(Pointing records)
↓

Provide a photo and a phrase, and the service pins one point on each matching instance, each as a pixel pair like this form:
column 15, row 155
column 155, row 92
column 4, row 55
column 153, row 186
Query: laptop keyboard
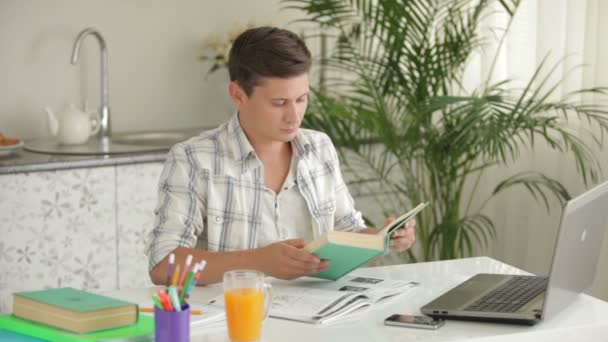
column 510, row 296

↑
↓

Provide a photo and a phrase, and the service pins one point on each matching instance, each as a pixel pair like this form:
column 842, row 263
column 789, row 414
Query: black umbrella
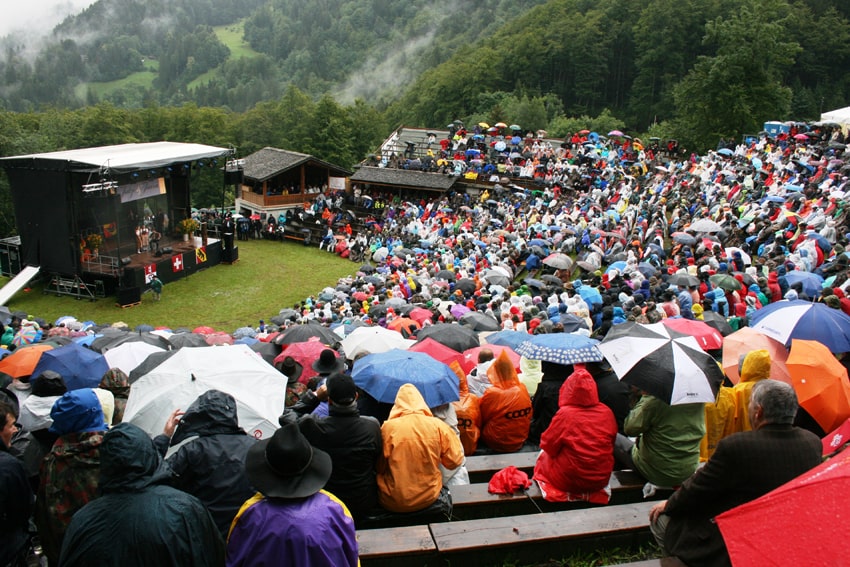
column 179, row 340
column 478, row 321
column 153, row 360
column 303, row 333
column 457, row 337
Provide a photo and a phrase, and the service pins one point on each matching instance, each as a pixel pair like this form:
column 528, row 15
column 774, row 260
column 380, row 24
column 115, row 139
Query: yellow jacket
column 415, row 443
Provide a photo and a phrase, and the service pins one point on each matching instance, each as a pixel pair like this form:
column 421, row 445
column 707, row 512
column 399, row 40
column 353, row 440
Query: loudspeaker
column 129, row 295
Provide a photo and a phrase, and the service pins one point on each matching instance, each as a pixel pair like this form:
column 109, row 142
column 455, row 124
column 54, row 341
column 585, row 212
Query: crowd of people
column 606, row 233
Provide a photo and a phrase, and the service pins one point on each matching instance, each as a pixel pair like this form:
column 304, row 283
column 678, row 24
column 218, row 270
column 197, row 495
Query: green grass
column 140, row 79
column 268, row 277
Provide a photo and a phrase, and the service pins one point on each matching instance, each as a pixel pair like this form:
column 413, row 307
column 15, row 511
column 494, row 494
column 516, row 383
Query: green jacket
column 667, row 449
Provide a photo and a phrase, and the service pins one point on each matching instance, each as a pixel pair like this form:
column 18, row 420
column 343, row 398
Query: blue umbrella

↑
↓

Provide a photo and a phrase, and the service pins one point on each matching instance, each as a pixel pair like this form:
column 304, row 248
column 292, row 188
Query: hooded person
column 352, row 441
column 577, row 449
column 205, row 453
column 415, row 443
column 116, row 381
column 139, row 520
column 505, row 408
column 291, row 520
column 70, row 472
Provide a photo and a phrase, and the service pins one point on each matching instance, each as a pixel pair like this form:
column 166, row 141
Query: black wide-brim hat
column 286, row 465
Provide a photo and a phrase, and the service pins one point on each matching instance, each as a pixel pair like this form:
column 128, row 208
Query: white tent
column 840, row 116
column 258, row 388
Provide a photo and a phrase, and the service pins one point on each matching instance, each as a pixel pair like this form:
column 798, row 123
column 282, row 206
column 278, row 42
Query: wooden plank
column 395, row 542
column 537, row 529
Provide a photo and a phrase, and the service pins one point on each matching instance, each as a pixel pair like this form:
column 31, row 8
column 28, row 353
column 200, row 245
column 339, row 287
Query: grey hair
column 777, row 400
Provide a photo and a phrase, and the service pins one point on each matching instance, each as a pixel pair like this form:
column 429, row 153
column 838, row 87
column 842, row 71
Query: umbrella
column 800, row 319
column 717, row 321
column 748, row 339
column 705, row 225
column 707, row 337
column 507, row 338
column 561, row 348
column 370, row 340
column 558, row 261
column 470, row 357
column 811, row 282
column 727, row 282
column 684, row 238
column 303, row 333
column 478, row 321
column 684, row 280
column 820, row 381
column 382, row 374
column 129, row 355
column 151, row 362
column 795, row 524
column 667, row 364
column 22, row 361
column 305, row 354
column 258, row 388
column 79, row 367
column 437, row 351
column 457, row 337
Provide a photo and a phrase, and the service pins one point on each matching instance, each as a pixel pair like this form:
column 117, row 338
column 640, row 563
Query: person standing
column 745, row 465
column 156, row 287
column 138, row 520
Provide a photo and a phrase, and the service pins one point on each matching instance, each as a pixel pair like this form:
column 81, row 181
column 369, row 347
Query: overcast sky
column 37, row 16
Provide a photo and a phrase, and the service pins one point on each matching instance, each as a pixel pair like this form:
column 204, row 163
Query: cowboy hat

↑

Count how many lines in the items above contain the string "black", treating uppercase and lowercase as different, and reply with only that number.

_Result_
2